### Work item
What you return must be every line below that includes the word "white".

### Given records
_____
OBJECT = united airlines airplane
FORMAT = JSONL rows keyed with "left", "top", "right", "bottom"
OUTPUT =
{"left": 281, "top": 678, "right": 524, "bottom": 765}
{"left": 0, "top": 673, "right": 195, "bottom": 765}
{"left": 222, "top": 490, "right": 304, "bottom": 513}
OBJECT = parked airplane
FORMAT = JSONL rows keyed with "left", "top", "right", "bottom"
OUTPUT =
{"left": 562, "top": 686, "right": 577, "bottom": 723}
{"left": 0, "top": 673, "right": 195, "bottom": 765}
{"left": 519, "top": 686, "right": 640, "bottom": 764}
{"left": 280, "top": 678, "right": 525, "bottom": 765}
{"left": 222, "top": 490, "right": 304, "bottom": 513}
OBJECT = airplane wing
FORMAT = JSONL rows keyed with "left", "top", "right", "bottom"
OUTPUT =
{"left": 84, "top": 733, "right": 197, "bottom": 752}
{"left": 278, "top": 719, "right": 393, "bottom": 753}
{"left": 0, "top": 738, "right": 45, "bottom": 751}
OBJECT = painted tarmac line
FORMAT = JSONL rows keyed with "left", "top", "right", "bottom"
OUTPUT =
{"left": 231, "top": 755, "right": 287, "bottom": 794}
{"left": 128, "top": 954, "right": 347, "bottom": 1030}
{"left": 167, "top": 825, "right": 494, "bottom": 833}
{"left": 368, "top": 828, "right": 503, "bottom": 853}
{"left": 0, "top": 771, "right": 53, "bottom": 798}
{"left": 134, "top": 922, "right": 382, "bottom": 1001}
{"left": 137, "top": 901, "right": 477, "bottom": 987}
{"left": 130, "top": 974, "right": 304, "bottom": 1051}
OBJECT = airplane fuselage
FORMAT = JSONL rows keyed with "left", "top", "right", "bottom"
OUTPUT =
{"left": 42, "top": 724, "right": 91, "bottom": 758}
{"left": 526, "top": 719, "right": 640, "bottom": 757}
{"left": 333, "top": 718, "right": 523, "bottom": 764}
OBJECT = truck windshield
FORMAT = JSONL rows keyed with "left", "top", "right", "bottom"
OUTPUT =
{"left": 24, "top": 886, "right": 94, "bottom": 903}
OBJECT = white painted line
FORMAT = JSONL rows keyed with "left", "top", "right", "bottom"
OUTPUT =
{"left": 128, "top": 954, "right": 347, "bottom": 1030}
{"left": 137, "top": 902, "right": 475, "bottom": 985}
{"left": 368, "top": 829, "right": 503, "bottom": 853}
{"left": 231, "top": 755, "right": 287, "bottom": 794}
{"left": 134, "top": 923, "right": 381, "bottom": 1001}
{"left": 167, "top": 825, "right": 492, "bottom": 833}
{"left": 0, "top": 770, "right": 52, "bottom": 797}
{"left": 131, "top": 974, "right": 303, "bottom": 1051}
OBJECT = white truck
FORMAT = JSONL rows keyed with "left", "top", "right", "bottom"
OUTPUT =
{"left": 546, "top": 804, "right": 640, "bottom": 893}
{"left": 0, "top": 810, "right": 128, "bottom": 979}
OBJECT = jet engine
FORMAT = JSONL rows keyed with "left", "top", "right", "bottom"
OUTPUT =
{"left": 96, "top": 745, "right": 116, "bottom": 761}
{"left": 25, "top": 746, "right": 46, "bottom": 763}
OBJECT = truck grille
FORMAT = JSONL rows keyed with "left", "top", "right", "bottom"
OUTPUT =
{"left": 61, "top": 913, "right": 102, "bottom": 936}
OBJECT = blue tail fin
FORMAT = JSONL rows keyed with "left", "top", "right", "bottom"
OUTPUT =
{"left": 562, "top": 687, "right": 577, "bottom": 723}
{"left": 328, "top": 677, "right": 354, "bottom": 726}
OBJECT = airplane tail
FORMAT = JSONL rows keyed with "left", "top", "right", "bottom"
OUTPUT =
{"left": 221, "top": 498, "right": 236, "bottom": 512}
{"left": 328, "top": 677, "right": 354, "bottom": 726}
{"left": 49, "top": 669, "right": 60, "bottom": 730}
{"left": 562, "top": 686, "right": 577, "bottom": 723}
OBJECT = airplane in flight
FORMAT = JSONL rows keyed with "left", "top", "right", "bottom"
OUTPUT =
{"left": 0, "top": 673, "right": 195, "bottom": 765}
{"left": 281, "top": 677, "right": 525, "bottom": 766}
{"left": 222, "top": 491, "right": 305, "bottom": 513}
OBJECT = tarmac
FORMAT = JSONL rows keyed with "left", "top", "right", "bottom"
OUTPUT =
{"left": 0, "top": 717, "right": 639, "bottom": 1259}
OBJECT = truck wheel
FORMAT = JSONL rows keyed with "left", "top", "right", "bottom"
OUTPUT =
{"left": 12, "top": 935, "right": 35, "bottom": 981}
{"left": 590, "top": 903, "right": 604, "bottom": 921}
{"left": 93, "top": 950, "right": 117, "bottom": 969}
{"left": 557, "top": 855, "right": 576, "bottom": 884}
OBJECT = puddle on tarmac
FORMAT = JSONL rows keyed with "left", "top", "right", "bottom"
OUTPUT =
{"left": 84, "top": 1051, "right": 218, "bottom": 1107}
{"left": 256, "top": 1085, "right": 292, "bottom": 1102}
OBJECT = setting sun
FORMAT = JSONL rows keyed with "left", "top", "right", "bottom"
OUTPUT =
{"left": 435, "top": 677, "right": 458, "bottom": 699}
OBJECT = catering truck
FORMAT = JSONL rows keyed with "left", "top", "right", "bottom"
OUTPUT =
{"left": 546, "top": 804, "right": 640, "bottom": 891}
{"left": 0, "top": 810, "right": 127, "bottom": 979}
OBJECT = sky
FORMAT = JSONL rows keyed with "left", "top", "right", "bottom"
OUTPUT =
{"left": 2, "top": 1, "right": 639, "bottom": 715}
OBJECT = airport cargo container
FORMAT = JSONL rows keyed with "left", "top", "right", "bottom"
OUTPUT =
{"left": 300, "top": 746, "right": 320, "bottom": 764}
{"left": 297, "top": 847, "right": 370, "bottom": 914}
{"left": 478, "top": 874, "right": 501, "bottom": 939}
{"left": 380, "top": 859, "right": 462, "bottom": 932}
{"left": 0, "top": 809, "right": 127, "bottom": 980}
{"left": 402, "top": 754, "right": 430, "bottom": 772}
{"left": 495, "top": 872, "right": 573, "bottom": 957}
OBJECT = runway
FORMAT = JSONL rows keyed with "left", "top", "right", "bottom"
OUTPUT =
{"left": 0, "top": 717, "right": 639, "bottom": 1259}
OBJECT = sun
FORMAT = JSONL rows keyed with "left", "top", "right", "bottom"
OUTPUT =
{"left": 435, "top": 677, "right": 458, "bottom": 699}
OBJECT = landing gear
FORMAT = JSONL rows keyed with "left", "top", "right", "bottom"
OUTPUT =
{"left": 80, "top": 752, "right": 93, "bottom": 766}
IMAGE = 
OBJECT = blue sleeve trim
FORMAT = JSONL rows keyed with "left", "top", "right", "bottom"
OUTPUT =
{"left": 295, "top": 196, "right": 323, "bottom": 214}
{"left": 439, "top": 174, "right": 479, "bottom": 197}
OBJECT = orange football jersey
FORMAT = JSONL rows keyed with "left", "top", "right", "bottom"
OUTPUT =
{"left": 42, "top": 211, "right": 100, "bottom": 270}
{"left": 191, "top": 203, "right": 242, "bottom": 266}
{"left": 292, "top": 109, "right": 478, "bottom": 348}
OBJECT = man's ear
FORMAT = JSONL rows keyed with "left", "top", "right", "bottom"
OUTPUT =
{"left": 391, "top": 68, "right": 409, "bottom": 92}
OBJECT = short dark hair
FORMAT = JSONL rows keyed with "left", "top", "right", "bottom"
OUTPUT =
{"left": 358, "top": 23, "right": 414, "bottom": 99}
_____
### Solution for this task
OBJECT = white painted line
OBJECT = white truck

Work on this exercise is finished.